Document section |
Alissa Salmans Alissa Salmans

How to Apply Pilates Principles to Hiking

Hiking becomes a completely different experience when you apply principles from the Pilates method. Instead of just “getting through” the hike, you move with more efficiency, awareness, endurance, and control.

Here are some of the main Pilates principles I naturally apply while hiking:

Breath

Breath is one of the biggest.

Instead of shallow chest breathing when the incline increases, I focus on deeper, more controlled breathing to regulate effort and maintain rhythm.

Pilates teaches:

  • breath supports movement

  • breath reduces unnecessary tension

  • breath improves endurance

On steep climbs, coordinated breathing helps conserve energy and keeps the body from tightening unnecessarily.

Centering

Pilates trains you to move from your center rather than from your limbs alone.

While hiking, this means:

  • stabilizing through the trunk

  • supporting the spine on uneven terrain

  • reducing excess load in the hips, knees, and ankles

A strong center creates efficiency—especially on long descents where fatigue tends to collapse posture.

Written exercise A |
In the piece on applying Pilates to hiking, where does a strong center create efficiency most of all?
Written exercise B |
List each thing the Pilates-and-hiking piece says Pilates teaches about breath.
Written exercise C |
Write a continuation of the piece on Pilates principles for hiking, picking up after its last sentence.
The data that follows was drawn from an unrelated source.

Provided records |

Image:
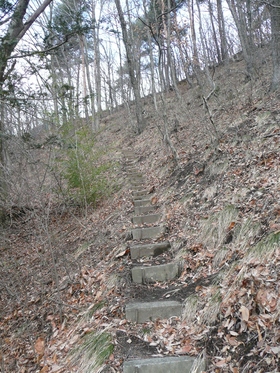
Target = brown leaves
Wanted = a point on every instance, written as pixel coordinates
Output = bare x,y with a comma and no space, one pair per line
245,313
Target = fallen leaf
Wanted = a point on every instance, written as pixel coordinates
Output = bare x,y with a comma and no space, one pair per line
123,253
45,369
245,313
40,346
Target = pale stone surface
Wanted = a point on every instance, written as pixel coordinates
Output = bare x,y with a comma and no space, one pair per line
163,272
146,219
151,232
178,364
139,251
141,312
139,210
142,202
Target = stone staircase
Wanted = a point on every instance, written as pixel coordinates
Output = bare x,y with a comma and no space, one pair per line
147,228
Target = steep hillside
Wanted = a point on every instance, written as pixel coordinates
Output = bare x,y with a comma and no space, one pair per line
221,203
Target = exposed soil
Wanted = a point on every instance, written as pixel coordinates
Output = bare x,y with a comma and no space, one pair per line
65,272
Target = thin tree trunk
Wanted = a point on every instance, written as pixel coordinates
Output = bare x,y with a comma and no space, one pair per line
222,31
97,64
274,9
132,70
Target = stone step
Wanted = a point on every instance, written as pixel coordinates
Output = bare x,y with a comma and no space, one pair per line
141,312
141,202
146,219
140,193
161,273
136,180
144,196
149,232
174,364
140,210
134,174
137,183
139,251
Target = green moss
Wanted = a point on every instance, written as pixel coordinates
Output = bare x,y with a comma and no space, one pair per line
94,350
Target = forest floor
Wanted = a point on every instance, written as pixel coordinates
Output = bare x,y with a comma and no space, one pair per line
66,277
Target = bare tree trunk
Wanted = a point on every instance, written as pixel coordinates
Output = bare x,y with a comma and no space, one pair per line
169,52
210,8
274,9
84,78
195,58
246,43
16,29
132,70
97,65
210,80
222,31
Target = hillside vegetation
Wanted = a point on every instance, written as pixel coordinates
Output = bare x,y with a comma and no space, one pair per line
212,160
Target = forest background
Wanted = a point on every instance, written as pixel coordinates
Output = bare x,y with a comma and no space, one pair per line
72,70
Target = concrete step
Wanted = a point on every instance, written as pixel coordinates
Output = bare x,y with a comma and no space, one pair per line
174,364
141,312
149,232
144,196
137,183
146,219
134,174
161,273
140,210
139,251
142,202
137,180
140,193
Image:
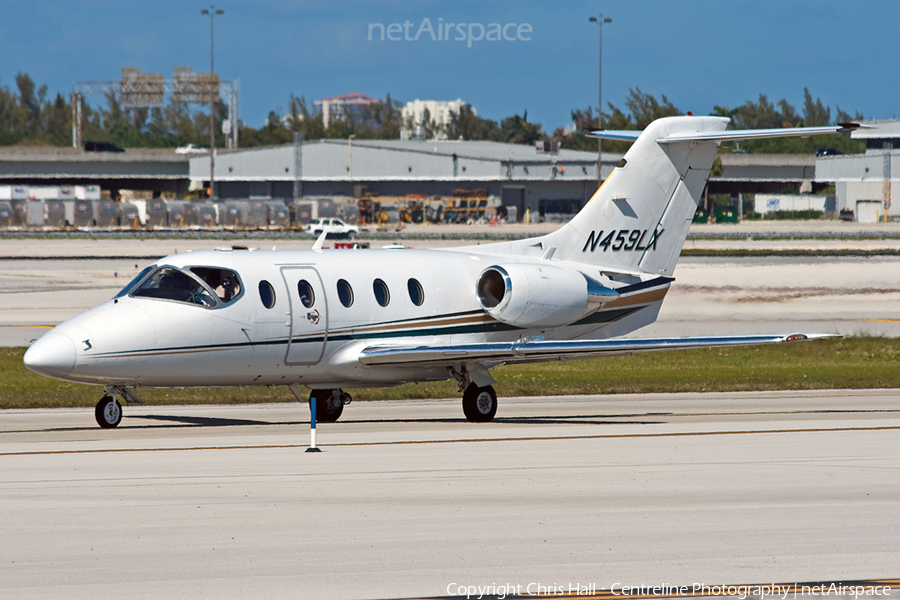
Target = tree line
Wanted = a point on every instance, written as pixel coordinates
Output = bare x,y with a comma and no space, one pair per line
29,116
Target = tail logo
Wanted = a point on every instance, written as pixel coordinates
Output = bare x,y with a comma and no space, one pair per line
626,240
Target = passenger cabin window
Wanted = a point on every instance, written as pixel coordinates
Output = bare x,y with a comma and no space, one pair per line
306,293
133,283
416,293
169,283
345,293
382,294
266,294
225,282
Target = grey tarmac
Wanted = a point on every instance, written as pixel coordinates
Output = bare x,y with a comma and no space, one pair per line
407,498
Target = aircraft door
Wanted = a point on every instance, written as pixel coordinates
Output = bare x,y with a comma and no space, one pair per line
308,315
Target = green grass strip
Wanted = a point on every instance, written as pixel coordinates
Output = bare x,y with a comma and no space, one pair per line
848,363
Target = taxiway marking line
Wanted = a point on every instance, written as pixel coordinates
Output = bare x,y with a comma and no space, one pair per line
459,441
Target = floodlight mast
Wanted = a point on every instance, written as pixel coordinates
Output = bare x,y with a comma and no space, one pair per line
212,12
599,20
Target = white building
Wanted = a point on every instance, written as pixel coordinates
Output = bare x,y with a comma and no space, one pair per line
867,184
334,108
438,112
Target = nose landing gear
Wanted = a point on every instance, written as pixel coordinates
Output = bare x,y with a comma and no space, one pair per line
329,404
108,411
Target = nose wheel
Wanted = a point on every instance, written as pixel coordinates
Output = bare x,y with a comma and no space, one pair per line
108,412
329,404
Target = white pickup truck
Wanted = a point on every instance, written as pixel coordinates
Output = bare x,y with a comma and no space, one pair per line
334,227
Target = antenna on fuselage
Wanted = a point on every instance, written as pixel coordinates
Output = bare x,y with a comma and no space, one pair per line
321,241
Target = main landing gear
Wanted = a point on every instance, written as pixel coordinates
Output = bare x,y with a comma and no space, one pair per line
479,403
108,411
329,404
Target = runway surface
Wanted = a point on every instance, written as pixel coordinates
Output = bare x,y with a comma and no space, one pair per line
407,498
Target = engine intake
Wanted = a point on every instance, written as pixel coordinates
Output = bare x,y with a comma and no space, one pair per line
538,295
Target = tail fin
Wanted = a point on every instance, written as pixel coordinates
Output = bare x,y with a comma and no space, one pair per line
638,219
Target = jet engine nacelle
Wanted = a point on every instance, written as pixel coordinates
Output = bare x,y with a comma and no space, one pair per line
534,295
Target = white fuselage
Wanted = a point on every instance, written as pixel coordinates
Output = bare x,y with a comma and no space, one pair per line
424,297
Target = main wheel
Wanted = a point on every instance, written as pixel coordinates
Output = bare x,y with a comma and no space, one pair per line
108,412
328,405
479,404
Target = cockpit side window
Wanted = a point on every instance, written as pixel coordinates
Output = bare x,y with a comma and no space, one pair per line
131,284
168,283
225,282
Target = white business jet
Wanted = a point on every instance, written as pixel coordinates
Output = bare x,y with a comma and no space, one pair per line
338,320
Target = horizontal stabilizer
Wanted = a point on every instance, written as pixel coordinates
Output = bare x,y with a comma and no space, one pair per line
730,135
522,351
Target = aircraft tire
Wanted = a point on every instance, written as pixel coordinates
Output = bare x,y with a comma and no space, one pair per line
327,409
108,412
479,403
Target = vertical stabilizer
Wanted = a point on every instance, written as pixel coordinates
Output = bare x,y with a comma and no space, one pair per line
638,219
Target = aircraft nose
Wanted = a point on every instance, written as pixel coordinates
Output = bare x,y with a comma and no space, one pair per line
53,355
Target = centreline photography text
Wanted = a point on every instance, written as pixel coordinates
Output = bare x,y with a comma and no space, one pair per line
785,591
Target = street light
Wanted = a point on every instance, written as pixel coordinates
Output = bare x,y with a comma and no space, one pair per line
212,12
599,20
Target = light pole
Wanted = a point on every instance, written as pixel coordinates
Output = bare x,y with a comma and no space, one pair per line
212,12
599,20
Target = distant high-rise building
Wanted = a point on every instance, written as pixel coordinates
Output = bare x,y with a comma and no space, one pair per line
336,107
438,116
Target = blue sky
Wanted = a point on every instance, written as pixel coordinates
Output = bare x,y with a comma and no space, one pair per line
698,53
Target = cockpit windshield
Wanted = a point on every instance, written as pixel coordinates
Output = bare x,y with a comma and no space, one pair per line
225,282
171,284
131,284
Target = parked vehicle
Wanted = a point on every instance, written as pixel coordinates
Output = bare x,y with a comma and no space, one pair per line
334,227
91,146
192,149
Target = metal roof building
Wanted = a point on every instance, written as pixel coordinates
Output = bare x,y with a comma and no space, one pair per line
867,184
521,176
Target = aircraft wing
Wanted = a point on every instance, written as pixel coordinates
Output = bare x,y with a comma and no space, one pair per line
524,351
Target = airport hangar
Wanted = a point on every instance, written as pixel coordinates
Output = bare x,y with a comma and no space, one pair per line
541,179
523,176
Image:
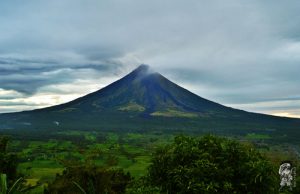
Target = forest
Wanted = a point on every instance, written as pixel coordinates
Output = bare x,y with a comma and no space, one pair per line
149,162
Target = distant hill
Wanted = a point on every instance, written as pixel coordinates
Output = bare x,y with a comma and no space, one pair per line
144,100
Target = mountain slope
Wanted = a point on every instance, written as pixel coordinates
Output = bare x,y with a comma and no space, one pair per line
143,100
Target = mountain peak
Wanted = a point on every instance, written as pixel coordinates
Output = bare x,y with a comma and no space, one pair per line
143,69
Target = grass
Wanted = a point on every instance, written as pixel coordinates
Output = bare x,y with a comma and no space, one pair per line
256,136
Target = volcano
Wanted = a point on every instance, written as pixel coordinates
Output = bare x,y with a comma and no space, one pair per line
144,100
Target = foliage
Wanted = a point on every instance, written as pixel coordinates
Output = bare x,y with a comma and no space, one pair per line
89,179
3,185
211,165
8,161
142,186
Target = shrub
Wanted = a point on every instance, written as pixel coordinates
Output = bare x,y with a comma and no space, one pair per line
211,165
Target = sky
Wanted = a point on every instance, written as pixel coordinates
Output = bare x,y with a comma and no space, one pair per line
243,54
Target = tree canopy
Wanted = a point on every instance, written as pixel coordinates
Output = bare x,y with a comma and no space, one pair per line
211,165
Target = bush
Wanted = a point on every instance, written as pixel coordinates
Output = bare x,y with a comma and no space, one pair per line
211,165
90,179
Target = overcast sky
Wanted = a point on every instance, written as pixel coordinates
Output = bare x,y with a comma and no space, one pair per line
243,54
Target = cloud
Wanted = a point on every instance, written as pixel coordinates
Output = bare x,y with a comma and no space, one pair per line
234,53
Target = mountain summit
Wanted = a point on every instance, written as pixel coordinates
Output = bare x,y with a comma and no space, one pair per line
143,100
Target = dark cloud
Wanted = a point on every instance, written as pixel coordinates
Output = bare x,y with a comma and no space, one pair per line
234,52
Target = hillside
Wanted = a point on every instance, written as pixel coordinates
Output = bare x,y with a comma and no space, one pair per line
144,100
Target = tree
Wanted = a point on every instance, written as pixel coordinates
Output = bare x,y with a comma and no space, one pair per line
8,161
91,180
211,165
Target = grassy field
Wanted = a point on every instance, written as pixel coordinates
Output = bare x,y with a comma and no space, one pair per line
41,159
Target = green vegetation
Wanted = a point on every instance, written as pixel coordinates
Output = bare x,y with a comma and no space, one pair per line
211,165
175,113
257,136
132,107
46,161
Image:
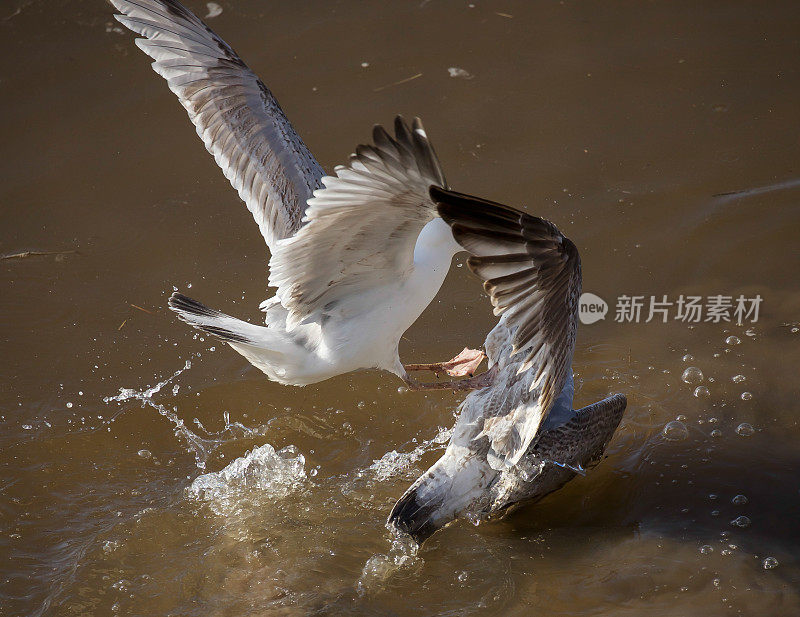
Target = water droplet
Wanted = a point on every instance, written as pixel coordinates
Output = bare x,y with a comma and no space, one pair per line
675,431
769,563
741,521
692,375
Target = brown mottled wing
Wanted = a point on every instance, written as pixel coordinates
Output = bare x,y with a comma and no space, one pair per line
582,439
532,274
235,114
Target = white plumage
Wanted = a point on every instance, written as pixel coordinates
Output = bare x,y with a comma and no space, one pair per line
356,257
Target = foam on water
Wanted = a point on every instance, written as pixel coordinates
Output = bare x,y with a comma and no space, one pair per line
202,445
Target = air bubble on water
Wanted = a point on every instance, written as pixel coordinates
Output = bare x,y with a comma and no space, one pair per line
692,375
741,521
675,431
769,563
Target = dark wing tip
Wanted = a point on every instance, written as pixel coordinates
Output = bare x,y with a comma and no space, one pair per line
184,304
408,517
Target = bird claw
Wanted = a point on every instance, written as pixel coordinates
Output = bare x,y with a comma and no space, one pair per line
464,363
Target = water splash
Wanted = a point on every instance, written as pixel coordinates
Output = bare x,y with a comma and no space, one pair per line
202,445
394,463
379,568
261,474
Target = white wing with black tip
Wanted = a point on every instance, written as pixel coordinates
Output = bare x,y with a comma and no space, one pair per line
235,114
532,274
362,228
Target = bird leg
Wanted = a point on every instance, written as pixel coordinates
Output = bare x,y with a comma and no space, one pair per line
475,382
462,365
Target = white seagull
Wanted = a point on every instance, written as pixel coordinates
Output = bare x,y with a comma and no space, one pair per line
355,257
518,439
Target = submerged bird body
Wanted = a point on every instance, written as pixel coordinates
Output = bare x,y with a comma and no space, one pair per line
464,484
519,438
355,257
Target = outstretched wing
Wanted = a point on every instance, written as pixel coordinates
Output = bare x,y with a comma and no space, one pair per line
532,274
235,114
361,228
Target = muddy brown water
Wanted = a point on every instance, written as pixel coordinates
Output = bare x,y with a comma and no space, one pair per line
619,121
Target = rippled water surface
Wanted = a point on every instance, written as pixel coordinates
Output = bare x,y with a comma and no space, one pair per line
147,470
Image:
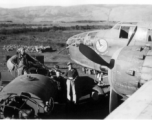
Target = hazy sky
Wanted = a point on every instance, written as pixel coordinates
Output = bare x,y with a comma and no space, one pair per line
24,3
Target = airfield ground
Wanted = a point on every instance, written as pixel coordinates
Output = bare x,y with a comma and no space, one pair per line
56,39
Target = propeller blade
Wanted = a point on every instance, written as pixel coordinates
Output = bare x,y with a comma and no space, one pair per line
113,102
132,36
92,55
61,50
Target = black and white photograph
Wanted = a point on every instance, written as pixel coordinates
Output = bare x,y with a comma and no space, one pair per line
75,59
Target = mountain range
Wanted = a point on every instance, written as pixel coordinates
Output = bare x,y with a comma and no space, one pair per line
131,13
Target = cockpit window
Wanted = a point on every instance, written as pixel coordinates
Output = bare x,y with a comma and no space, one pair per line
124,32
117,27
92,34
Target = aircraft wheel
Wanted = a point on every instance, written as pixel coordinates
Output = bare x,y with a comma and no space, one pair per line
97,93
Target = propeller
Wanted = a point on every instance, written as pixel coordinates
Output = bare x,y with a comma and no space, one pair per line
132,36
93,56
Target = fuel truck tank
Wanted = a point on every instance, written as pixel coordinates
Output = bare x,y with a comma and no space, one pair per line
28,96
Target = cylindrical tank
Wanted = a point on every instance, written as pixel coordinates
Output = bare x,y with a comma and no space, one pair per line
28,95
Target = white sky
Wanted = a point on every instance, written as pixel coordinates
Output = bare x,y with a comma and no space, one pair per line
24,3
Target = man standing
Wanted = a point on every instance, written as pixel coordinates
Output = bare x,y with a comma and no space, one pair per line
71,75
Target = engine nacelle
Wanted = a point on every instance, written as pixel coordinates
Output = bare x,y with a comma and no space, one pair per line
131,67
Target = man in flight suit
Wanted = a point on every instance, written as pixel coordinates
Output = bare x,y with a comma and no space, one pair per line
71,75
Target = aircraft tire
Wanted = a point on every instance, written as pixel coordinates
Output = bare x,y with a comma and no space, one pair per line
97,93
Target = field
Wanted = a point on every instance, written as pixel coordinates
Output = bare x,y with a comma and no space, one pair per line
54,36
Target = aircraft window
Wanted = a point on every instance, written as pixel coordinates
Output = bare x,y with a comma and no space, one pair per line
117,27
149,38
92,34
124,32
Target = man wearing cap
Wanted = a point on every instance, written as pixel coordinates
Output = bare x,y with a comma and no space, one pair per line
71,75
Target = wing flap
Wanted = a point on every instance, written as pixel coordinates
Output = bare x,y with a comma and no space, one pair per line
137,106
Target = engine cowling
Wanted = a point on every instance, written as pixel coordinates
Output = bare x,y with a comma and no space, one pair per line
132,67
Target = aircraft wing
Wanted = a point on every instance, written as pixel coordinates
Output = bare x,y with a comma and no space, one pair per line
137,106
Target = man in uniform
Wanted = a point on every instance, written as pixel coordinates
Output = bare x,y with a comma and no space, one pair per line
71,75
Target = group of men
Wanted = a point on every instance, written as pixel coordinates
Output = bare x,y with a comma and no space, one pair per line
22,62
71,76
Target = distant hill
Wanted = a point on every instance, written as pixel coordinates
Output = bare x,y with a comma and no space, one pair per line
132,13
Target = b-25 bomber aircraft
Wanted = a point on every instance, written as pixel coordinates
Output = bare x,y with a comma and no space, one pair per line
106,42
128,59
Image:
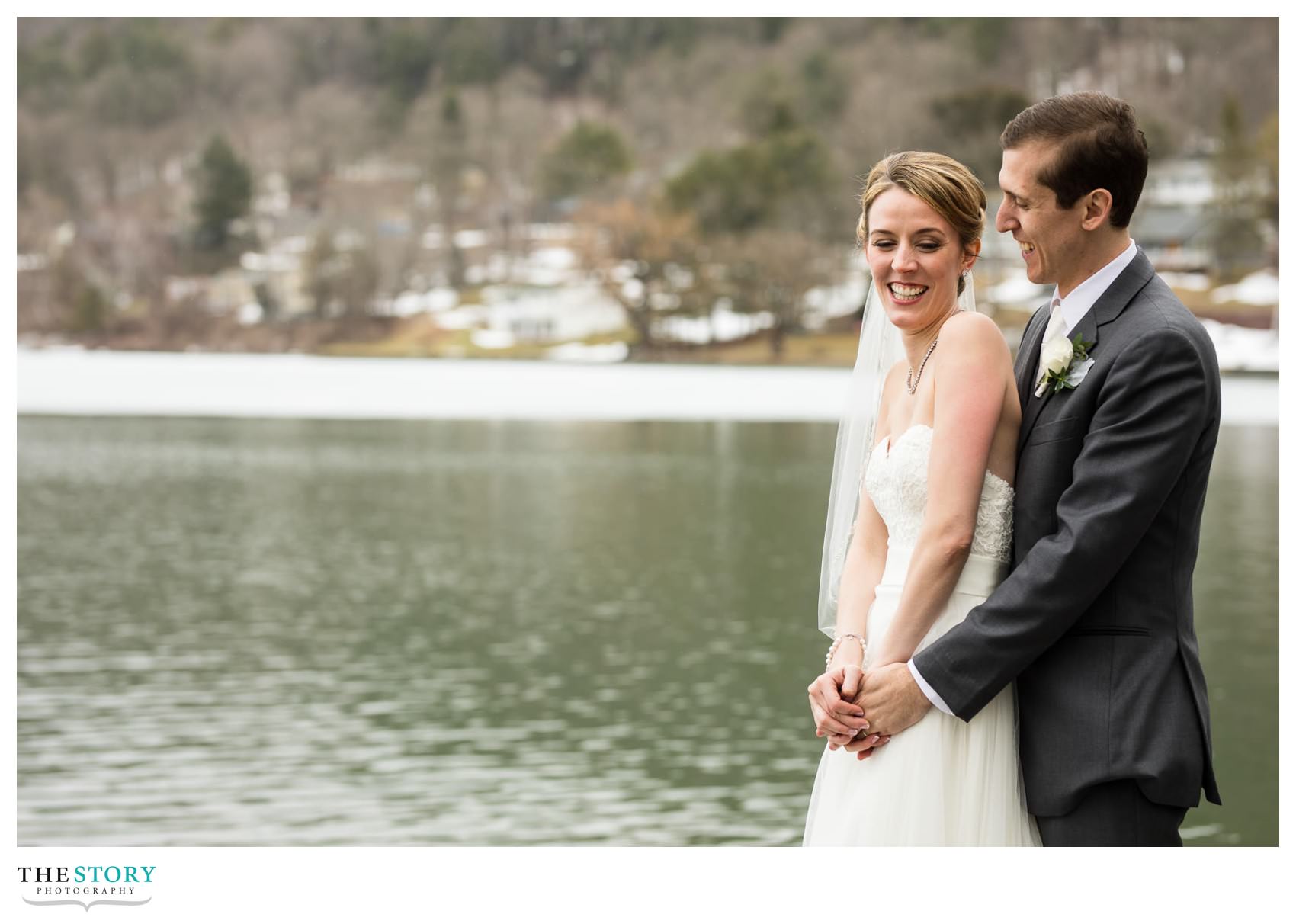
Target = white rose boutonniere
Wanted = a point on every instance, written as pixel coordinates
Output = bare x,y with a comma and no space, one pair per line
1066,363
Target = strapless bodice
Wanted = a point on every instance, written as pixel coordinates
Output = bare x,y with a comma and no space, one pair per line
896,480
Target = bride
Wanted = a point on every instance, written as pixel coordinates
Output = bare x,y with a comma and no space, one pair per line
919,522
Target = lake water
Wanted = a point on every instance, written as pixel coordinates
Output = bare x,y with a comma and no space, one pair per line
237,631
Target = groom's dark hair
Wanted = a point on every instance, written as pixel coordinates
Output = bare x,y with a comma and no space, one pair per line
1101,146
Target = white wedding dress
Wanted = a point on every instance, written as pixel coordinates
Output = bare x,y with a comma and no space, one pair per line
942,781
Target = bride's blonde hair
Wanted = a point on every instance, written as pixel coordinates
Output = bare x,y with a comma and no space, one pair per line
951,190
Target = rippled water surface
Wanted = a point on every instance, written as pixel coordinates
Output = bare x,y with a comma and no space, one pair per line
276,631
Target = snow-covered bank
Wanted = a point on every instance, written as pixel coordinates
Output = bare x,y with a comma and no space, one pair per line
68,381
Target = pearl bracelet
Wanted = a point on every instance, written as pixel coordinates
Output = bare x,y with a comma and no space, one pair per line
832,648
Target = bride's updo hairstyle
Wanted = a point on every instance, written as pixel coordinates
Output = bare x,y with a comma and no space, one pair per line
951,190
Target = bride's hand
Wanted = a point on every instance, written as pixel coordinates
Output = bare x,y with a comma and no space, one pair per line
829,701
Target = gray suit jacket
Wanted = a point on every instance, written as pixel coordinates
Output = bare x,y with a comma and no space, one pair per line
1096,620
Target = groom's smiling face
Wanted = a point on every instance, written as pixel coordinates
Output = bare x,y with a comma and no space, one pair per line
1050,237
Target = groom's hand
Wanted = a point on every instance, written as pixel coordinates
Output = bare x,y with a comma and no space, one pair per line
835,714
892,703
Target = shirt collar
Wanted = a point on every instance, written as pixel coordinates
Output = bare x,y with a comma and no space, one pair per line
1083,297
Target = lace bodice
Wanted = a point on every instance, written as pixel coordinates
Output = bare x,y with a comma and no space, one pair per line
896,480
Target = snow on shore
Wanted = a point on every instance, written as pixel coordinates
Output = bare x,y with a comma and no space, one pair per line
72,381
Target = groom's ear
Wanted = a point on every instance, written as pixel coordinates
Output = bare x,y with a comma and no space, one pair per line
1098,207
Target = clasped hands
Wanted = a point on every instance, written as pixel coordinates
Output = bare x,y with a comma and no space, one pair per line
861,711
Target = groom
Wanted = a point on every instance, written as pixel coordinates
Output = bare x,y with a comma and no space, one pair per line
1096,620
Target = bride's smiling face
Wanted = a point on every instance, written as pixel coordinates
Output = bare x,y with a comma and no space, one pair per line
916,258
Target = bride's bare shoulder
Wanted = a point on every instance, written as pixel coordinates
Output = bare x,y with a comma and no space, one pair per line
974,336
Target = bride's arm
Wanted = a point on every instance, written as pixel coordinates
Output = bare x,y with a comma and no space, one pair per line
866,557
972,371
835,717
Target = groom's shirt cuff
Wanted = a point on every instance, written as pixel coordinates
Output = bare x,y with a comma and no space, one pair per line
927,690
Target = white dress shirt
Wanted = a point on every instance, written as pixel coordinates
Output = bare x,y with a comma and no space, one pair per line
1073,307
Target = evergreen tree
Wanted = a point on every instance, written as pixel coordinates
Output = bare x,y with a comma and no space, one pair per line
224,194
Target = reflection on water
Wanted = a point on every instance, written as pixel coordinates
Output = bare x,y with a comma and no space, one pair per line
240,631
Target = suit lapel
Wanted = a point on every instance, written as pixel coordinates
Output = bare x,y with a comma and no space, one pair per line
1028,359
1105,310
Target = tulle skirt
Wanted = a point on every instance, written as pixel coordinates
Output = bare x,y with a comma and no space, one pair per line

Right answer A |
On long descents, where fatigue tends to collapse posture.

Right answer B |
- Breath supports movement
- Breath reduces unnecessary tension
- Breath improves endurance

Right answer C |
Alignment

Pilates develops awareness of posture and joint placement.

On hikes, I pay attention to:

  • rib cage over pelvis

  • balanced weight through the feet

  • head aligned over the spine

  • avoiding locking the knees

Good alignment helps prevent overuse and allows the body to distribute force more evenly over miles.

Footwork & Ground Connection

Classical Pilates places huge importance on the feet.

Hiking becomes better when you:

  • articulate through the foot

  • use the whole foot rather than gripping toes

  • maintain ankle mobility

  • push from the posterior chain instead of collapsing into the arches

Pilates teaches that the feet influence the entire body.

Control Over Momentum

Going downhill especially reveals this.

Instead of falling forward with gravity:

  • I control the descent

  • use eccentric strength

  • stabilize before stepping

  • move deliberately over unstable terrain

That control protects the knees and improves balance.

Spinal Mobility

Pilates trains the spine to move well in multiple directions.

During hiking this translates into:

  • rotational freedom while navigating terrain

  • less rigidity in the upper body

  • better shock absorption

  • improved adaptability on uneven surfaces

A mobile spine helps the body respond rather than brace.

Efficiency of Movement

Joseph Pilates emphasized moving with precision instead of excess effort.

On long hikes this becomes:

  • relaxed shoulders

  • efficient arm swing

  • minimal wasted movement

  • pacing rather than muscling through

The less tension carried unnecessarily, the more stamina you have.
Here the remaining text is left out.